***** Data under study *****
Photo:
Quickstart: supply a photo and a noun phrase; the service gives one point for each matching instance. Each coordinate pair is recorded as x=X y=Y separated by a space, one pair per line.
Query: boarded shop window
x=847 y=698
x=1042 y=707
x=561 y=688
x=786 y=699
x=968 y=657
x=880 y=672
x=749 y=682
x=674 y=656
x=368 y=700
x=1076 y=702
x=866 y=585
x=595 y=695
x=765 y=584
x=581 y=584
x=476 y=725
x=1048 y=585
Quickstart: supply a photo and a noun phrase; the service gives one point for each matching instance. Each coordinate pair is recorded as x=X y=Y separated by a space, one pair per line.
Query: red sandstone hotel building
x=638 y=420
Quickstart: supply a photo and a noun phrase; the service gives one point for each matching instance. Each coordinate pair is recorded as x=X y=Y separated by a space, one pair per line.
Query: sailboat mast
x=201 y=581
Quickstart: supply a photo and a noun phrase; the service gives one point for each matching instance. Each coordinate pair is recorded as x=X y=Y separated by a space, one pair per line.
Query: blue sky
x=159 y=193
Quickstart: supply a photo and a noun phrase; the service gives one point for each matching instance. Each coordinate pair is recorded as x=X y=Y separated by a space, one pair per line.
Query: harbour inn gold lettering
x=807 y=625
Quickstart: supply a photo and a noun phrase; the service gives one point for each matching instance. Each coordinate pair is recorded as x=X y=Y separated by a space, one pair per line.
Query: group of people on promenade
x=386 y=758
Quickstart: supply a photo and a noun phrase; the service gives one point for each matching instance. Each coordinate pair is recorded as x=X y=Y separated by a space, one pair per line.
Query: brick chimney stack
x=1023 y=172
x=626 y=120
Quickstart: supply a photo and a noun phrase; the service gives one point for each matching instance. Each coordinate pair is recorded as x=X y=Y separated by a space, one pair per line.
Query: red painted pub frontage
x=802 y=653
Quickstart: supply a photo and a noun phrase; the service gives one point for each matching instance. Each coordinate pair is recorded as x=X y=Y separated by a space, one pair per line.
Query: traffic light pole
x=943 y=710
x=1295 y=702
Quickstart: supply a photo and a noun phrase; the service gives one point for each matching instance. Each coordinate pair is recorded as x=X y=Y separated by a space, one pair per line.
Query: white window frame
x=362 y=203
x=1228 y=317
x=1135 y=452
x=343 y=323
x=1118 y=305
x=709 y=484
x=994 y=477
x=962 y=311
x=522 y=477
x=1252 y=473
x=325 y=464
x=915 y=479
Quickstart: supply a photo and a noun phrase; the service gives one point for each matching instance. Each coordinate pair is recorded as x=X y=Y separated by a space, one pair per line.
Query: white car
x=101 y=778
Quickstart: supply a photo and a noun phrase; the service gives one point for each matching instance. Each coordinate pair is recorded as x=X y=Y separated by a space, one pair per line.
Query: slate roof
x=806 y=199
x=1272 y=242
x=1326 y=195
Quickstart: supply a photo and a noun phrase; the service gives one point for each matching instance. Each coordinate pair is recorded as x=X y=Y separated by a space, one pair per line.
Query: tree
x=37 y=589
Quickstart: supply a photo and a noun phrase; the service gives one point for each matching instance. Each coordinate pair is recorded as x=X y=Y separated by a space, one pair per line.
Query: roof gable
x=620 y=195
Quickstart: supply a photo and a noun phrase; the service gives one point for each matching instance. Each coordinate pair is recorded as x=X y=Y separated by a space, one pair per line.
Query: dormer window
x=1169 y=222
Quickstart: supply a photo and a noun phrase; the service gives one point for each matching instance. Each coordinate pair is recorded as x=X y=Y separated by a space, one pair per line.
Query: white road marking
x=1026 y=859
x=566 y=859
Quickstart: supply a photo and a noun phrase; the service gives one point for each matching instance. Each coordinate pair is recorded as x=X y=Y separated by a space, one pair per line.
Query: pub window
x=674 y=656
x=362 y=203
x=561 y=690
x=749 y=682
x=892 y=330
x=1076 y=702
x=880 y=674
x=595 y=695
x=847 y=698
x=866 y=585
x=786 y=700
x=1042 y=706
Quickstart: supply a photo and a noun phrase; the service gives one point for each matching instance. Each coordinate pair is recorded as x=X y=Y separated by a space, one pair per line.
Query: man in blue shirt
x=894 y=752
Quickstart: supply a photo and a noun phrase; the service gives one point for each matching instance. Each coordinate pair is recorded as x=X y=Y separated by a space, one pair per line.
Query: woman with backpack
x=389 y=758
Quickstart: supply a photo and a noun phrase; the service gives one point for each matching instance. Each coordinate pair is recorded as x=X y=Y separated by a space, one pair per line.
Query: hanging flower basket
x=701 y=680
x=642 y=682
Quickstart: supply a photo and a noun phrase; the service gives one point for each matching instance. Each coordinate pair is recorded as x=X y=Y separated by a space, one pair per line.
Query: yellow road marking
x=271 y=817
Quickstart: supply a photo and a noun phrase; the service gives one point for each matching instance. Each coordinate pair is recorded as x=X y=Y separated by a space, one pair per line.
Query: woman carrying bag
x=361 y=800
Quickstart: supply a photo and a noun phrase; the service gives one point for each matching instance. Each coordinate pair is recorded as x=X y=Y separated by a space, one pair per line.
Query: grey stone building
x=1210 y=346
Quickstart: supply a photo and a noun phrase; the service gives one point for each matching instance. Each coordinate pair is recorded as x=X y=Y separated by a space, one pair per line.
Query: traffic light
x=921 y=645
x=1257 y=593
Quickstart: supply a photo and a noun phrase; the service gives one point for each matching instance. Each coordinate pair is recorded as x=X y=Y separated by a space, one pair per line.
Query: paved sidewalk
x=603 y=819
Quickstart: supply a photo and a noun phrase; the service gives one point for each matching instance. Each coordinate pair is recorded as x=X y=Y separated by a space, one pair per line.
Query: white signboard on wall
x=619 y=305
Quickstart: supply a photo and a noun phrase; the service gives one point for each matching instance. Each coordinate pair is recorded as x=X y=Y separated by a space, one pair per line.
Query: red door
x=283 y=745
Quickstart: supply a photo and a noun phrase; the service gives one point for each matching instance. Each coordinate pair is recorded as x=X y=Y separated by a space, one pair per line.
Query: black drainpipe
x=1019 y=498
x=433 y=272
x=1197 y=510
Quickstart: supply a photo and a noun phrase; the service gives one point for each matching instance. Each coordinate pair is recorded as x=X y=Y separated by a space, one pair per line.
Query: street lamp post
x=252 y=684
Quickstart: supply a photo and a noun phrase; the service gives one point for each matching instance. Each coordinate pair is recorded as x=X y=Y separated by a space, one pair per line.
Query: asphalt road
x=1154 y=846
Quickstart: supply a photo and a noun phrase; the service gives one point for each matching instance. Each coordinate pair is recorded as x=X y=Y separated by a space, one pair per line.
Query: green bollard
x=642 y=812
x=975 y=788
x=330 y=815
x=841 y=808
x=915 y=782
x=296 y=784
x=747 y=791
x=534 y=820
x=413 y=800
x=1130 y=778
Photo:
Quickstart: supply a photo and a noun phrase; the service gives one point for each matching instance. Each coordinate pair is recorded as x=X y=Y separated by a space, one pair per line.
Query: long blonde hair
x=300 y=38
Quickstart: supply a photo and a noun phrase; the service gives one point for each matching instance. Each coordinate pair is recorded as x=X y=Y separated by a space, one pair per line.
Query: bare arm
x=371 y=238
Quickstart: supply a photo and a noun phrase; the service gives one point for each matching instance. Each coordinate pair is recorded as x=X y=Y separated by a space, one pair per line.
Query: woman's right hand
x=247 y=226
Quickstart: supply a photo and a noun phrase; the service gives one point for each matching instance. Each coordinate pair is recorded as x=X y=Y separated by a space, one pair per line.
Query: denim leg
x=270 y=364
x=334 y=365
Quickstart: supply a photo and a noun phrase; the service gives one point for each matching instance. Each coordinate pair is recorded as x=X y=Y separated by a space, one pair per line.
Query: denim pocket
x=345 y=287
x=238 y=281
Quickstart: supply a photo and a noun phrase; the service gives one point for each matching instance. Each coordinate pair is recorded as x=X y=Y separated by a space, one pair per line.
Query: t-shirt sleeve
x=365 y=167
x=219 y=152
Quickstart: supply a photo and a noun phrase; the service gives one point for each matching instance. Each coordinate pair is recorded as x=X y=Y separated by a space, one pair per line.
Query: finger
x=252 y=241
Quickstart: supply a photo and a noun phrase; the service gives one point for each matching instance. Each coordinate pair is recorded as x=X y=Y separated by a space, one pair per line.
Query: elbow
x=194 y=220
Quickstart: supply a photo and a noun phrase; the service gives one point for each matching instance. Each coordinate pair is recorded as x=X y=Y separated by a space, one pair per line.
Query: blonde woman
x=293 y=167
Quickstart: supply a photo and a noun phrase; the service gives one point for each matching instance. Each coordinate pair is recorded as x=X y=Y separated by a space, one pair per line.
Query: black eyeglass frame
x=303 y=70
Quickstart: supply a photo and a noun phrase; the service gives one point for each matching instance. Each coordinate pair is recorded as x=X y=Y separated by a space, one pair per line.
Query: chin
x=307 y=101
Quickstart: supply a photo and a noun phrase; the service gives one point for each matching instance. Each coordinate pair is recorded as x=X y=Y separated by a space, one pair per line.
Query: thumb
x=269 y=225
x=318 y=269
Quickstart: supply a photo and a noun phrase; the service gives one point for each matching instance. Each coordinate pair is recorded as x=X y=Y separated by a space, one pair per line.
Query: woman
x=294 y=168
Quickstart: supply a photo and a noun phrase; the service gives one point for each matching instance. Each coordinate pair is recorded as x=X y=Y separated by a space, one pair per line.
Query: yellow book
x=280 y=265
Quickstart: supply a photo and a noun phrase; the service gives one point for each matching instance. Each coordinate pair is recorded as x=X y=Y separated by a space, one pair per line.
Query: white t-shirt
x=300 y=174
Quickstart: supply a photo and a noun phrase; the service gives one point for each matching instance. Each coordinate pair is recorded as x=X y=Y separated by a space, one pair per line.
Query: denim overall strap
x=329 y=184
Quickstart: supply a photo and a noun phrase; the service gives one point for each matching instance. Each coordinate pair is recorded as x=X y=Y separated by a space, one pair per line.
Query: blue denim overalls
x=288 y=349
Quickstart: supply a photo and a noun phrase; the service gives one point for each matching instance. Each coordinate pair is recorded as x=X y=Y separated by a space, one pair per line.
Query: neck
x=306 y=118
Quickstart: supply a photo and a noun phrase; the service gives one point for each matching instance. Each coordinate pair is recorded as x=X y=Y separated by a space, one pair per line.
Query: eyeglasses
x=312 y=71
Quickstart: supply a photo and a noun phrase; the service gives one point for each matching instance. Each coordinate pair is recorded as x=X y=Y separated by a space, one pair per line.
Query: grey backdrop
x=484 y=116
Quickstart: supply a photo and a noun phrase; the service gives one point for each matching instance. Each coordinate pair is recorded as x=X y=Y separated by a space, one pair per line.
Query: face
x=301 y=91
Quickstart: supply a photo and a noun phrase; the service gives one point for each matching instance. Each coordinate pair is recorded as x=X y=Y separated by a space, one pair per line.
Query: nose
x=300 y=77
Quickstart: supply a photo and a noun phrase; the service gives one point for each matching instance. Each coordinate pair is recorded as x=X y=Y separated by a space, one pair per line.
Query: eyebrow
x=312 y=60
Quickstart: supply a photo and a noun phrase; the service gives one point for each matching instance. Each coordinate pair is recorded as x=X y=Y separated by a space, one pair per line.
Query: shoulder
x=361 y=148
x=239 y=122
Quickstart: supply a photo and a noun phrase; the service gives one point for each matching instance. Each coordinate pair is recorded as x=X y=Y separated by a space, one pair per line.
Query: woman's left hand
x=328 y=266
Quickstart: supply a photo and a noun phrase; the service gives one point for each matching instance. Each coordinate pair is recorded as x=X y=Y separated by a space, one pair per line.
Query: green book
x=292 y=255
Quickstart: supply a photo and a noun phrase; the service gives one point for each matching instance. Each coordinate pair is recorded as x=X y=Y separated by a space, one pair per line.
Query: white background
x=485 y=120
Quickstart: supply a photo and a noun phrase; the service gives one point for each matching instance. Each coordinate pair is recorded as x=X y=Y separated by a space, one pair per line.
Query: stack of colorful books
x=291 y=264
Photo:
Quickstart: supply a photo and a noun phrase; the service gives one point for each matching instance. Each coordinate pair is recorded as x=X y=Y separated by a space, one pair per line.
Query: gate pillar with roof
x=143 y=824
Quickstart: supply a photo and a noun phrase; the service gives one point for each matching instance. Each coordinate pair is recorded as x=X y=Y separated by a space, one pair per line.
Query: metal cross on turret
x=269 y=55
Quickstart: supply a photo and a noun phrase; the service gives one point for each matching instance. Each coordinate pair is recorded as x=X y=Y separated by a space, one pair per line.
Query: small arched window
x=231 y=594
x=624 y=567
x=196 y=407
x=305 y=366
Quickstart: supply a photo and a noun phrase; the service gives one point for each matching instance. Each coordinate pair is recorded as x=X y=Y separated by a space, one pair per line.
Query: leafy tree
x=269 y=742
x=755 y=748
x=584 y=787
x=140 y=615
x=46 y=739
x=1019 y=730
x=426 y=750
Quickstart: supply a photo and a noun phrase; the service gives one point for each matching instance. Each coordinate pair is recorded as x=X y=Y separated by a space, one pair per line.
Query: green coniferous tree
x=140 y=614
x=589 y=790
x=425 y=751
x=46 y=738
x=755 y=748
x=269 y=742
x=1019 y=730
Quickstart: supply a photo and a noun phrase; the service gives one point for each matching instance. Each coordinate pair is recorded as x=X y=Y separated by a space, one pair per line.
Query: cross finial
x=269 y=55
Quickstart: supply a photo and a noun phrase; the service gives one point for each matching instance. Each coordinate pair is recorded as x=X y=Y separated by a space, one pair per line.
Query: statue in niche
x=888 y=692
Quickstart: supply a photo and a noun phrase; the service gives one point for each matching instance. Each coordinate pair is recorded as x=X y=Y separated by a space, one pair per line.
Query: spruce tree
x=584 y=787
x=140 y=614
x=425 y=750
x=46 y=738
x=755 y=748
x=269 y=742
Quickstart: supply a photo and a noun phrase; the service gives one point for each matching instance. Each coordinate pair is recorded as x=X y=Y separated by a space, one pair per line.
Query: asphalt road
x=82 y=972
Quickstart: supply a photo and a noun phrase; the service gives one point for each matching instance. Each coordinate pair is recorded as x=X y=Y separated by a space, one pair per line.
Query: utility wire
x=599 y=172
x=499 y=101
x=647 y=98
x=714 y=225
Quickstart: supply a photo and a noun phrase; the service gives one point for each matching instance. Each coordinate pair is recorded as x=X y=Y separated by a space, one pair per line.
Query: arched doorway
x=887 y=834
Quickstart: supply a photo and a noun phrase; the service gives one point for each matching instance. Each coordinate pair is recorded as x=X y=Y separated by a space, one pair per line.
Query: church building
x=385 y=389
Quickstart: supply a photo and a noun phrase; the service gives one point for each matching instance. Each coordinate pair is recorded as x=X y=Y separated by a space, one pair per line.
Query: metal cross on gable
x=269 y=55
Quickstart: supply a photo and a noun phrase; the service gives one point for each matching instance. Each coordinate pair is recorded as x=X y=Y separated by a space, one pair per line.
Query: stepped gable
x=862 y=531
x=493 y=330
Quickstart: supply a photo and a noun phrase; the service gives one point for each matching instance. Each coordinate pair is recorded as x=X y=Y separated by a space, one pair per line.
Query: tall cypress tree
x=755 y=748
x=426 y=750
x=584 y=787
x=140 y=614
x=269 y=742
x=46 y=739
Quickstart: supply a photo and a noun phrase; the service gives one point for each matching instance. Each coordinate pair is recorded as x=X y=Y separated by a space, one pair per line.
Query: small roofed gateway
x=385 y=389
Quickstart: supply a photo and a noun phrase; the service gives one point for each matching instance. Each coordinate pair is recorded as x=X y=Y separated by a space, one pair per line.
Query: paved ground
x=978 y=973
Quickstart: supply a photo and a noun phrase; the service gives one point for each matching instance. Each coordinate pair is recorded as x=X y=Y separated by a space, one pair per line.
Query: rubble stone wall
*****
Exercise goal:
Starting at the line in the records above that contains "Query: small roofed gateway", output every line up to and including the last one, with nothing added.

Task result:
Query: small roofed gateway
x=385 y=389
Quickstart: supply a photo and a noun phrase; the service gives one point for each matching instance. Each coordinate pair is recorded as x=X y=Y separated by a space, one pair per line.
Query: paved ground
x=978 y=973
Quickstart: supply a photo and a noun phrase; the service gives one point for each matching instance. Each coordinate pair is recorded as x=X y=Y separated by a space, one pair per line.
Query: rubble stone wall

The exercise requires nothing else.